== WHAT TO WORK ON ==
Output the records below in full, word for word; pictures do not belong in it.

== MATERIAL FOR THE TASK ==
..............................

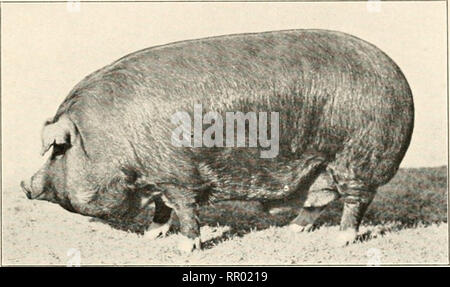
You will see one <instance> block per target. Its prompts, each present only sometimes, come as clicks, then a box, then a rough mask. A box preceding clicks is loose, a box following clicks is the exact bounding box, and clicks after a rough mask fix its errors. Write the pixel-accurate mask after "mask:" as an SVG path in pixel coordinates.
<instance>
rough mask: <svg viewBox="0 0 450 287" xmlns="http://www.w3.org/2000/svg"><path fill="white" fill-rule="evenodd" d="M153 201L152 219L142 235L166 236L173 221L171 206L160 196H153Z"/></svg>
mask: <svg viewBox="0 0 450 287" xmlns="http://www.w3.org/2000/svg"><path fill="white" fill-rule="evenodd" d="M154 203H155V214H154V215H153V221H152V223H151V224H150V226H149V228H148V229H147V231H146V232H145V234H144V237H145V238H149V239H156V238H158V237H164V236H166V235H167V233H168V232H169V231H170V228H171V226H172V223H173V221H174V219H173V218H172V216H173V214H172V213H173V212H172V208H170V207H168V206H167V205H166V204H165V203H164V201H163V200H162V199H161V198H160V197H157V198H155V200H154Z"/></svg>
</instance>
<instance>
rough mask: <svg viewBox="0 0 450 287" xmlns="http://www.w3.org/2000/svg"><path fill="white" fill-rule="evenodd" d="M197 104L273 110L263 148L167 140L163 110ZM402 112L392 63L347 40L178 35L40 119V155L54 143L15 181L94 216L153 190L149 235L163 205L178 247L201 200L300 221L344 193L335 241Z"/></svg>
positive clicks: (410, 111)
mask: <svg viewBox="0 0 450 287" xmlns="http://www.w3.org/2000/svg"><path fill="white" fill-rule="evenodd" d="M196 104H201V105H202V109H203V112H204V113H207V112H215V113H216V114H219V115H222V116H223V118H224V119H225V118H226V114H225V113H226V112H242V113H244V114H245V113H248V112H255V113H259V112H267V113H271V112H277V113H278V115H279V124H278V126H276V125H275V128H276V129H277V130H271V131H270V134H271V136H272V138H274V136H275V135H277V136H278V141H279V142H277V144H279V146H278V147H277V151H276V155H275V156H273V157H262V156H261V152H264V151H267V147H262V146H257V147H248V146H247V147H242V146H241V147H236V148H235V147H226V146H224V145H225V144H223V145H221V144H220V143H219V144H217V145H216V146H213V147H186V146H181V147H180V146H177V145H174V143H173V140H172V135H173V131H174V130H176V129H177V127H178V126H179V125H177V124H176V123H174V122H173V115H174V114H176V113H179V112H183V111H185V112H187V113H188V114H189V115H192V113H193V111H194V105H196ZM273 120H274V119H273V118H272V123H273ZM413 121H414V107H413V99H412V95H411V90H410V88H409V86H408V83H407V81H406V79H405V77H404V76H403V74H402V72H401V71H400V69H399V67H398V66H397V65H396V64H395V63H394V62H393V61H392V60H391V59H390V58H389V57H388V56H387V55H386V54H384V53H383V52H382V51H380V50H379V49H378V48H376V47H375V46H373V45H371V44H369V43H367V42H365V41H363V40H361V39H358V38H356V37H353V36H350V35H347V34H344V33H340V32H333V31H326V30H290V31H276V32H266V33H257V34H241V35H229V36H221V37H213V38H206V39H199V40H192V41H183V42H178V43H172V44H168V45H164V46H157V47H152V48H148V49H145V50H142V51H138V52H135V53H133V54H130V55H128V56H126V57H124V58H121V59H119V60H118V61H116V62H114V63H112V64H111V65H109V66H106V67H104V68H103V69H100V70H98V71H96V72H94V73H92V74H91V75H89V76H87V77H86V78H85V79H83V80H82V81H81V82H80V83H79V84H78V85H76V86H75V87H74V89H73V90H72V91H71V92H70V94H69V95H68V96H67V98H66V99H65V100H64V102H63V103H62V104H61V105H60V107H59V109H58V110H57V112H56V115H55V116H54V117H53V118H52V119H50V120H49V121H47V122H46V123H45V125H44V128H43V131H42V141H43V142H42V153H43V154H44V153H45V152H46V151H47V150H48V149H50V148H51V147H53V149H52V153H51V156H50V157H49V159H48V160H47V162H46V163H45V165H44V166H43V167H42V168H41V169H40V170H39V171H38V172H37V173H36V174H35V175H34V176H33V177H32V178H31V180H29V181H26V182H22V184H21V185H22V187H23V189H24V191H25V192H26V194H27V196H28V198H30V199H43V200H48V201H52V202H55V203H58V204H60V205H61V206H63V207H64V208H66V209H67V210H69V211H72V212H76V213H80V214H83V215H88V216H94V217H101V218H109V217H118V218H121V217H124V216H132V215H134V214H136V213H137V212H138V210H139V204H138V203H139V202H140V201H141V200H142V199H146V198H148V199H149V200H153V201H154V202H155V215H154V218H153V222H154V223H153V224H152V227H151V230H150V231H149V232H148V233H149V234H151V235H153V236H156V235H159V234H160V233H161V232H165V231H166V230H167V229H168V227H169V224H170V222H171V220H170V218H171V214H172V215H176V216H177V217H178V219H179V221H180V230H181V233H182V234H183V235H184V236H185V237H186V238H187V241H185V242H183V244H181V245H180V246H181V248H182V249H183V250H185V249H186V250H192V249H194V248H195V247H197V248H199V247H200V239H199V238H200V237H199V235H200V229H199V222H198V218H197V210H196V209H197V206H198V204H200V203H204V202H217V201H220V200H232V199H239V200H257V201H260V202H262V203H263V205H264V206H265V207H266V208H267V209H270V208H273V207H276V206H279V205H283V204H287V203H288V202H298V203H299V204H298V206H297V208H298V211H299V215H298V217H297V218H296V219H295V220H294V221H293V222H292V223H291V226H292V227H293V228H294V229H298V230H300V231H301V230H307V229H309V228H310V227H311V226H312V224H313V223H314V221H315V219H316V218H317V217H318V216H319V215H320V213H321V212H322V211H323V209H324V208H325V207H326V206H327V205H328V204H329V203H330V202H331V201H333V200H335V199H337V198H343V201H344V210H343V215H342V219H341V226H340V229H341V230H342V232H343V233H342V234H343V235H344V236H343V237H342V239H343V242H344V243H345V244H346V243H348V242H352V241H353V240H354V238H355V236H356V232H357V230H358V227H359V224H360V222H361V219H362V217H363V215H364V212H365V210H366V209H367V207H368V205H369V204H370V202H371V201H372V199H373V197H374V195H375V193H376V190H377V188H378V187H379V186H381V185H383V184H385V183H387V182H388V181H389V180H390V179H391V178H392V177H393V176H394V175H395V173H396V172H397V169H398V167H399V165H400V162H401V160H402V159H403V156H404V155H405V152H406V150H407V148H408V145H409V142H410V139H411V134H412V130H413ZM215 122H216V123H217V121H215ZM211 123H212V121H211ZM272 127H273V126H272ZM202 128H203V127H202ZM246 129H247V131H249V121H247V124H246ZM234 130H235V129H234V127H233V131H234ZM276 132H278V134H276ZM260 134H261V131H260ZM214 136H215V139H216V140H217V139H220V137H219V138H218V136H219V135H218V134H215V135H214ZM223 138H225V137H223ZM235 138H236V136H233V139H235ZM188 140H189V141H190V140H191V139H190V138H189V139H188ZM192 140H195V135H194V139H192ZM248 142H249V141H248V140H247V141H246V143H247V144H248Z"/></svg>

..............................

== FINISHED EXERCISE ==
You will see one <instance> block per target. Its prompts, each present only sometimes, come as clicks, then a box, then a rough mask. A box preceding clicks is loose, a box following clicks is the exact bounding box, and clicks after a rough mask fix its errors. Write the pixel-accurate mask after "mask:" as an SVG path in pixel coordinates.
<instance>
rough mask: <svg viewBox="0 0 450 287" xmlns="http://www.w3.org/2000/svg"><path fill="white" fill-rule="evenodd" d="M153 201L152 219L142 235L166 236L173 221L171 206L160 196H153Z"/></svg>
mask: <svg viewBox="0 0 450 287" xmlns="http://www.w3.org/2000/svg"><path fill="white" fill-rule="evenodd" d="M154 203H155V214H154V215H153V221H152V223H151V224H150V226H149V228H148V229H147V231H146V232H145V234H144V237H145V238H149V239H156V238H158V237H164V236H166V235H167V233H168V232H169V231H170V228H171V226H172V223H173V221H174V219H173V218H172V216H173V214H172V213H173V212H172V208H170V207H168V206H167V205H166V204H165V203H164V201H163V200H162V199H161V198H160V197H157V198H155V200H154Z"/></svg>
</instance>
<instance>
rough mask: <svg viewBox="0 0 450 287" xmlns="http://www.w3.org/2000/svg"><path fill="white" fill-rule="evenodd" d="M197 104L273 110L263 148L167 140L163 110ZM402 112L392 63L347 40L178 35L40 119V155L54 143L15 181L94 216L153 190L149 235L163 205L178 247L201 200L300 221L344 193L335 241Z"/></svg>
positive clicks: (410, 111)
mask: <svg viewBox="0 0 450 287" xmlns="http://www.w3.org/2000/svg"><path fill="white" fill-rule="evenodd" d="M196 104H201V105H202V109H203V112H204V113H207V112H215V113H216V114H219V115H222V116H223V118H224V119H225V118H226V114H225V113H226V112H242V113H244V114H245V113H248V112H255V113H259V112H267V113H271V112H277V113H278V115H279V124H278V126H276V125H275V128H276V129H277V130H271V131H270V134H271V136H272V138H274V136H275V135H277V136H278V141H279V142H277V144H279V146H278V147H277V151H276V155H275V156H273V157H262V156H261V152H264V151H267V147H262V146H257V147H248V146H247V147H242V146H241V147H236V148H235V147H226V146H224V145H225V144H223V145H221V144H220V143H219V144H217V145H216V146H213V147H186V146H181V147H180V146H177V145H174V143H173V140H172V135H173V131H174V130H176V129H177V127H178V126H179V125H177V124H176V123H174V122H173V115H174V114H176V113H179V112H183V111H185V112H187V113H188V114H189V115H192V113H193V111H194V105H196ZM273 120H274V119H273V118H272V123H273ZM413 121H414V107H413V99H412V95H411V90H410V88H409V86H408V83H407V81H406V79H405V77H404V76H403V74H402V72H401V71H400V69H399V67H398V66H397V65H396V64H395V63H394V62H393V61H392V60H391V59H390V58H389V57H388V56H387V55H386V54H384V53H383V52H382V51H380V50H379V49H378V48H376V47H375V46H373V45H371V44H369V43H367V42H365V41H363V40H361V39H358V38H356V37H353V36H350V35H347V34H344V33H340V32H333V31H326V30H290V31H276V32H266V33H257V34H241V35H229V36H221V37H213V38H206V39H199V40H192V41H183V42H178V43H172V44H168V45H164V46H157V47H152V48H148V49H145V50H142V51H138V52H135V53H133V54H130V55H128V56H126V57H124V58H121V59H119V60H118V61H116V62H114V63H112V64H111V65H109V66H106V67H104V68H103V69H100V70H98V71H96V72H94V73H92V74H91V75H89V76H87V77H86V78H85V79H83V80H82V81H81V82H80V83H79V84H78V85H76V86H75V87H74V89H73V90H72V91H71V92H70V94H69V95H68V96H67V98H66V99H65V100H64V102H63V103H62V104H61V105H60V107H59V109H58V110H57V112H56V115H55V116H54V117H53V118H52V119H50V120H49V121H47V122H46V123H45V125H44V128H43V131H42V141H43V142H42V153H43V154H44V153H45V152H46V151H47V150H48V149H50V148H51V147H53V149H52V153H51V156H50V157H49V159H48V160H47V162H46V163H45V165H44V166H43V167H42V168H41V169H40V170H39V171H38V172H37V173H36V174H35V175H34V176H33V177H32V178H31V180H29V181H26V182H22V184H21V185H22V187H23V189H24V191H25V192H26V194H27V196H28V198H30V199H43V200H48V201H52V202H55V203H58V204H60V205H61V206H63V207H64V208H66V209H67V210H69V211H72V212H76V213H80V214H83V215H88V216H94V217H101V218H109V217H118V218H121V217H124V216H132V215H134V214H136V213H137V212H138V210H139V204H138V203H139V202H140V201H141V200H142V199H146V198H148V199H149V200H153V201H154V202H155V215H154V218H153V222H154V223H153V224H152V227H151V230H150V231H149V232H148V233H149V234H151V235H153V236H156V235H159V234H160V233H161V232H165V231H166V230H167V229H168V227H169V224H170V222H171V220H170V218H171V214H172V215H176V216H177V217H178V219H179V221H180V230H181V233H182V234H183V235H184V236H185V237H186V238H187V241H185V242H183V244H181V245H180V246H181V248H182V249H183V250H185V249H186V250H192V249H194V248H195V247H197V248H199V247H200V239H199V238H200V237H199V235H200V229H199V222H198V218H197V210H196V209H197V206H198V204H200V203H204V202H217V201H220V200H232V199H239V200H257V201H260V202H262V203H263V205H264V206H265V207H266V208H267V209H270V208H273V207H276V206H279V205H283V204H287V203H288V202H298V203H299V204H298V206H297V208H298V211H299V215H298V217H297V218H296V219H295V220H294V221H293V222H292V223H291V226H292V227H293V228H294V229H298V230H300V231H301V230H307V229H309V228H310V227H311V226H312V224H313V223H314V221H315V219H316V218H317V217H318V216H319V215H320V213H321V212H322V211H323V209H324V208H325V207H326V206H327V205H328V204H329V203H330V202H331V201H333V200H335V199H337V198H343V201H344V210H343V215H342V219H341V226H340V229H341V230H342V232H343V233H342V234H343V235H344V236H343V237H342V239H343V242H344V243H345V244H346V243H348V242H352V241H353V240H354V238H355V236H356V232H357V230H358V227H359V224H360V222H361V219H362V217H363V215H364V212H365V210H366V209H367V207H368V205H369V204H370V202H371V201H372V199H373V197H374V195H375V193H376V190H377V188H378V187H379V186H381V185H383V184H385V183H387V182H388V181H389V180H390V179H391V178H392V177H393V176H394V175H395V173H396V172H397V169H398V167H399V165H400V162H401V160H402V159H403V156H404V155H405V152H406V150H407V148H408V145H409V142H410V139H411V134H412V130H413ZM215 122H216V123H217V121H215ZM211 123H212V121H211ZM272 127H273V126H272ZM202 128H203V127H202ZM246 129H247V131H249V121H247V124H246ZM234 130H235V129H234V127H233V131H234ZM276 132H278V134H276ZM260 134H261V131H260ZM214 136H215V139H216V140H217V139H220V137H219V138H218V136H219V135H218V134H215V135H214ZM223 138H225V137H223ZM235 138H236V136H233V139H235ZM188 140H189V141H190V140H191V139H190V138H189V139H188ZM192 140H195V135H194V139H192ZM248 142H249V141H248V140H247V141H246V143H247V144H248Z"/></svg>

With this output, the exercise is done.